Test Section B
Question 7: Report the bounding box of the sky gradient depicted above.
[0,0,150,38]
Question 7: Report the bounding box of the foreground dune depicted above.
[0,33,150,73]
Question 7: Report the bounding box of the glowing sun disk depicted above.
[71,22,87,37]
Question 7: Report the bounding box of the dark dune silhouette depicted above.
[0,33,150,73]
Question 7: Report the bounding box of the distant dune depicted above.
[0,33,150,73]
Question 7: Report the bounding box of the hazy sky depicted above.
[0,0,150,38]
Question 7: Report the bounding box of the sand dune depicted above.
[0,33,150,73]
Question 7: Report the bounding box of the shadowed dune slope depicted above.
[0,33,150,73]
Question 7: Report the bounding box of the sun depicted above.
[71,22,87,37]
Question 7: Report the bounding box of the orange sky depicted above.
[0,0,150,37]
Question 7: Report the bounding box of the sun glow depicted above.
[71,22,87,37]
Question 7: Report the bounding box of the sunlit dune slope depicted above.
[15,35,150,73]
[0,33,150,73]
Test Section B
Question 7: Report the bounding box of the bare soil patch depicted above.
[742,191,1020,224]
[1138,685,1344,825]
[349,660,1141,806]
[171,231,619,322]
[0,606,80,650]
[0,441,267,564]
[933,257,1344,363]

──────────

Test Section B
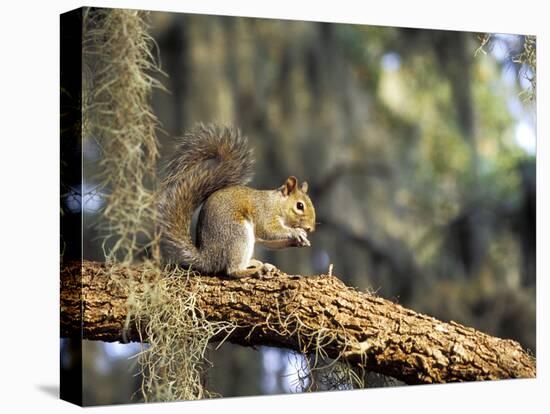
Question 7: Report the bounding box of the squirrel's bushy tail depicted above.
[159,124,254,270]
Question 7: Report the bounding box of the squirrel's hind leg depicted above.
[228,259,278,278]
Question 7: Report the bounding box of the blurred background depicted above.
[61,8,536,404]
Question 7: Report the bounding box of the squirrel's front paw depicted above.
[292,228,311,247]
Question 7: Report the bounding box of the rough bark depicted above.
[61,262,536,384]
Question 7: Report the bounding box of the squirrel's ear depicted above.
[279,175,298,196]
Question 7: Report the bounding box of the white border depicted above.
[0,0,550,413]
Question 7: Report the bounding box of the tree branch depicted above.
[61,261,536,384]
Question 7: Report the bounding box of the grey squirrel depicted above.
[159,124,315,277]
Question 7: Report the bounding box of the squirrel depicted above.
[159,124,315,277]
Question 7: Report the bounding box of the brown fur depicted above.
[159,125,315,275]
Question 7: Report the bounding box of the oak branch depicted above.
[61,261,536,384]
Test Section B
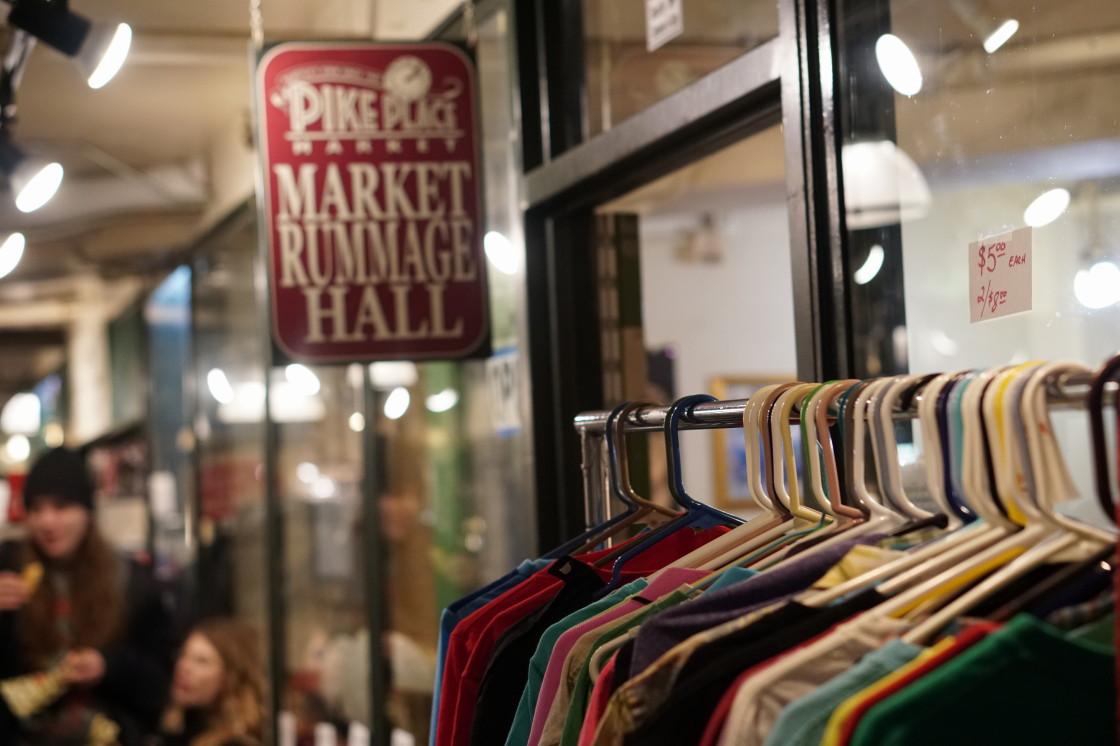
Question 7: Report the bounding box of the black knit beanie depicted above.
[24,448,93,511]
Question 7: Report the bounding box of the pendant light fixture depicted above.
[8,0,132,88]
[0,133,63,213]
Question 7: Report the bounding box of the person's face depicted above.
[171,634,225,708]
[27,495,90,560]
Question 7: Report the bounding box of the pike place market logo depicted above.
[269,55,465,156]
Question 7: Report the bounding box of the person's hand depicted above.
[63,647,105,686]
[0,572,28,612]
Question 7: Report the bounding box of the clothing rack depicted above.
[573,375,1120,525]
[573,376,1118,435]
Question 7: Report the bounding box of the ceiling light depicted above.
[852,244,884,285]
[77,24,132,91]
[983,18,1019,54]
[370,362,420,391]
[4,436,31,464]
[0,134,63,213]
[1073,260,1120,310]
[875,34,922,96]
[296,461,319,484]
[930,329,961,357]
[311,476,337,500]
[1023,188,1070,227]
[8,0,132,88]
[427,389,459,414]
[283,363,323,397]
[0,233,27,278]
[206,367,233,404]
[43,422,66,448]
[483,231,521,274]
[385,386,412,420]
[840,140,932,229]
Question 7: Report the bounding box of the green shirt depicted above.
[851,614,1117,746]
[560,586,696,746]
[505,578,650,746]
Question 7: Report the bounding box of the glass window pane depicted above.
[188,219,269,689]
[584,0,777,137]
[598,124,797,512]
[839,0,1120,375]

──────────

Your objective: Lay out the lines starting at the one containing "Question 7: Report the bounding box of the rough" and ending at the one containing "[839,0,1120,375]" as a JSON list of strings, one string per line, with blank lines omitted. Leave the pictures out of the list.

Completed task:
[
  "Question 7: Report the bounding box of the rough bark depicted above.",
  "[61,262,536,384]",
  "Question 7: Report the bounding box of the squirrel's ear depicted above.",
  "[279,175,298,196]",
  "Question 7: Report the bounding box of the white border depicted above.",
  "[0,0,550,413]",
  "Question 7: Report the bounding box of the tree branch depicted above.",
  "[61,261,536,384]",
  "Question 7: Report the bounding box of the grey squirrel depicted above.",
  "[159,124,315,277]",
  "Question 7: Report the bounding box of the squirrel depicted above.",
  "[159,124,315,277]",
  "Question 7: Report the bounding box of the brown fur depicted above.",
  "[159,125,315,275]",
  "Question 7: Report the bounding box of the oak branch depicted above.",
  "[61,261,536,384]",
  "Test Section B",
  "Question 7: Report the bounding box of the black knit beanie depicted above.",
  "[24,448,93,511]",
  "Question 7: Report the bounding box of the pendant light fixture depicted above.",
  "[8,0,132,88]",
  "[0,133,63,213]",
  "Question 7: Report the bounding box of the person's face depicted above.",
  "[171,634,225,708]",
  "[27,495,90,560]",
  "Question 7: Report the bounding box of the pike place market logo depicted above.",
  "[269,55,465,156]",
  "Question 7: Report the bounding box of the person's hand depicted above.",
  "[63,647,105,686]",
  "[0,572,28,612]",
  "Question 7: Report the bounding box of the clothing rack depicted above.",
  "[573,375,1120,525]",
  "[573,376,1118,435]",
  "Question 7: Report the bounding box of the ceiling light depicted above.",
  "[852,244,884,285]",
  "[77,24,132,91]",
  "[983,18,1019,54]",
  "[370,362,420,391]",
  "[4,436,31,464]",
  "[0,134,63,213]",
  "[1073,260,1120,310]",
  "[875,34,922,96]",
  "[296,461,319,484]",
  "[930,329,961,357]",
  "[311,476,337,500]",
  "[1023,188,1070,227]",
  "[8,0,132,88]",
  "[427,389,459,414]",
  "[283,363,323,397]",
  "[0,233,27,278]",
  "[206,367,233,404]",
  "[43,422,66,448]",
  "[483,231,521,274]",
  "[385,386,412,420]",
  "[840,140,932,229]",
  "Question 7: Report the bounding box of the green shirt depicted above.",
  "[851,614,1117,746]",
  "[560,586,696,746]",
  "[505,578,650,746]",
  "Question 7: Report the bounding box of the glass window pane depicted above.",
  "[188,219,269,689]",
  "[584,0,777,137]",
  "[598,124,797,512]",
  "[839,0,1120,375]"
]